- _Source document_
↓↓↓

SO, TELL ME ABOUT IT: Steven Huprich, an EMU
psychology professor, sits in the chair while Matti
Keinanen, a senior lecturer in psychiatry and
clinical psychology with the Finnish Student
Health Service, tries out the couch made famous
by psychoanalyst Sigmund Freud. Huprich was
one of 24 participants from around the world
selected to participte in the International
Psychoanalytic Association's research training
program in London. Part of the 10-day program
included dinner at the Sigmund Freud home and
museum. Photo by Timothy Keough

Then came the unforgettable part — a brush with the best-known psychoanalyst in history.

On the final night of the program, the participants had dinner at the Sigmund Freud home and museum, and then took turns posing for pictures while sitting in Freud's chair and reclining on Freud's couch.

"It was surreal," said Huprich, one of 24 participants from around the world selected for the program. "Especially when I had a chance to lie on the couch. What a special opportunity, to occupy that physical space and (to know) all that it had meant."

The modern psychological and psychiatric communities, Huprich said, don't give Freud the credit he deserves. True, some of his ideas haven't panned out. And because so many of them involved sexuality, they've long carried a whiff of sensationalism.

But, as Huprich outlines in his new book, "Psychodynamic Therapy: Conceptual and Empirical Foundations," (Routledge, 2009), research has shown that when it comes to the unconscious mind and the basic drives and desires that influence human behavior, Freud knew his stuff.

↑↑↑

(Segmentation mask data)
↓↓↓

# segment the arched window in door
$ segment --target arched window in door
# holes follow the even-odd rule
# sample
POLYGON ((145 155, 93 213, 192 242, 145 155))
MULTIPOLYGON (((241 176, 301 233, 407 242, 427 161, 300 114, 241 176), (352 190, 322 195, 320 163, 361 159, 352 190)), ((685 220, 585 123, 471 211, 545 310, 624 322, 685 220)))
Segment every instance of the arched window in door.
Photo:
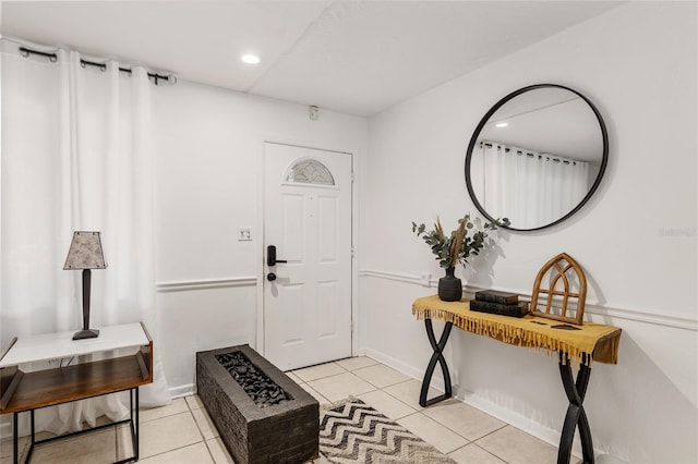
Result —
POLYGON ((335 178, 333 178, 332 172, 325 164, 317 160, 305 158, 293 162, 286 172, 286 182, 335 185, 335 178))

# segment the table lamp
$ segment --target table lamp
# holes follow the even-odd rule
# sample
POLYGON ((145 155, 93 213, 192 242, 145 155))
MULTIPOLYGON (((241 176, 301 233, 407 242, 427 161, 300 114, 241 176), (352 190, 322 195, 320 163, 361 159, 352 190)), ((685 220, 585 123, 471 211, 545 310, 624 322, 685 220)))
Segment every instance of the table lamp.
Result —
POLYGON ((73 232, 73 241, 63 265, 64 270, 82 269, 83 271, 83 330, 75 332, 73 340, 99 337, 99 330, 89 329, 89 281, 92 269, 106 267, 99 232, 73 232))

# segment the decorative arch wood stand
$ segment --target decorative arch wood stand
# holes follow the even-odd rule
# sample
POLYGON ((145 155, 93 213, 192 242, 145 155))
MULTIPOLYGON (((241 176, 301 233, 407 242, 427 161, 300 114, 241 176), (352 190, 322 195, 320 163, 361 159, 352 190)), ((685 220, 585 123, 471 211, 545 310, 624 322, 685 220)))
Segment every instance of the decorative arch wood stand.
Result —
POLYGON ((438 296, 418 298, 412 304, 412 314, 418 319, 424 320, 426 337, 433 349, 433 354, 426 366, 419 404, 428 407, 434 403, 450 398, 453 388, 448 365, 444 357, 444 349, 453 326, 480 335, 485 335, 518 346, 545 349, 558 353, 559 375, 563 388, 568 400, 567 413, 559 437, 557 464, 568 464, 571 455, 571 447, 575 430, 579 429, 582 457, 585 464, 593 464, 593 444, 591 428, 583 408, 583 400, 591 377, 593 361, 606 364, 617 364, 621 329, 593 322, 583 322, 583 300, 586 297, 587 281, 579 265, 566 254, 561 254, 551 259, 537 277, 532 302, 538 302, 541 294, 547 295, 545 312, 540 312, 531 304, 534 314, 524 318, 513 318, 488 313, 471 312, 467 300, 460 302, 443 302, 438 296), (540 289, 543 276, 553 270, 550 280, 550 289, 540 289), (574 277, 578 277, 579 291, 573 291, 574 277), (556 290, 557 283, 563 284, 563 290, 556 290), (563 300, 564 309, 559 314, 553 314, 553 296, 563 300), (567 315, 567 304, 570 298, 578 298, 575 317, 567 315), (432 319, 441 319, 446 322, 444 330, 436 341, 432 319), (556 323, 556 322, 568 323, 556 323), (570 325, 571 323, 571 325, 570 325), (444 394, 428 399, 429 386, 436 364, 441 366, 444 377, 444 394), (579 369, 575 379, 573 365, 579 369))

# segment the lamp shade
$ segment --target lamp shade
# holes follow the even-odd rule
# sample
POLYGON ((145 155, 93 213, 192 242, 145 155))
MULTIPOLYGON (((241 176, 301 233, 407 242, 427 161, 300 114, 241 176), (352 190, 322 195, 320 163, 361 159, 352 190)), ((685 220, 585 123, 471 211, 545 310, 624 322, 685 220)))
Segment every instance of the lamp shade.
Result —
POLYGON ((105 269, 106 267, 99 232, 73 232, 73 241, 63 269, 105 269))

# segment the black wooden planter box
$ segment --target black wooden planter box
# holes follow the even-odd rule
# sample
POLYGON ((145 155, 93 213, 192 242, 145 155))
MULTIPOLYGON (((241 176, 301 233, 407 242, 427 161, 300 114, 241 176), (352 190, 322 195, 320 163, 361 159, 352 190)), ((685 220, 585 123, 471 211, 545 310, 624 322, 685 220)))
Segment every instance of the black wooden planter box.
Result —
POLYGON ((196 353, 196 390, 236 463, 303 463, 317 457, 320 404, 248 345, 196 353), (216 355, 241 351, 291 396, 258 407, 216 355))

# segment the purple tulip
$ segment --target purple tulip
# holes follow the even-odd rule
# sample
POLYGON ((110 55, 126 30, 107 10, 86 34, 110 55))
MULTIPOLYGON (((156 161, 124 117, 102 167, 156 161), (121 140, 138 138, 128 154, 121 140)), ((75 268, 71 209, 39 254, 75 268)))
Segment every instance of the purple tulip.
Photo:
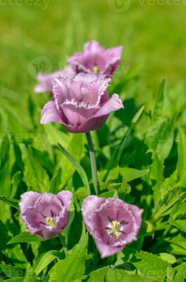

↑↑↑

- _What to work on_
**1)** In the article about Steven Huprich, how many participants were chosen for the International Psychoanalytic Association's research training program?
**2)** Continue the article about Steven Huprich from the point where it stops.
The listing has no connection to the article about Steven Huprich.

- _Responses in order_
**1)** 24 participants from around the world were chosen.

**2)**
His ideas are at the foundation of what's known as psychodynamic therapy.

"One of the fallacies I wanted to correct (with the book) was that there isn't empirical support (for the psychodynamic model)," Huprich said. "My hope is that more people treat this perspective with the respect that it deserves. I think it's important that there are people doing brain scan research and finding things that are relevant to this model of the mind."

Psychodynamic therapy is most commonly contrasted with an approach known as cognitive behavior therapy. While the former looks at unconscious influences on behavior as they interfere with relationships, the latter tries to identify and understand irrational thoughts and feelings that are part of behavior patterns.

"There are elements of both that seem to be ingredients of all good treatment," Huprich said.

They share an emphasis on a good relationship between patient and therapist, and both involve the patient reaching a resolution and making a change.

Cognitive behavior therapy works for many, and it's more time-effective - something insurance companies like. But, the improvement doesn't always last. Psychodynamic therapy delves deep, identifying the core conflict and the part of the mind where the problem originated, before finding ways to resolve the problem.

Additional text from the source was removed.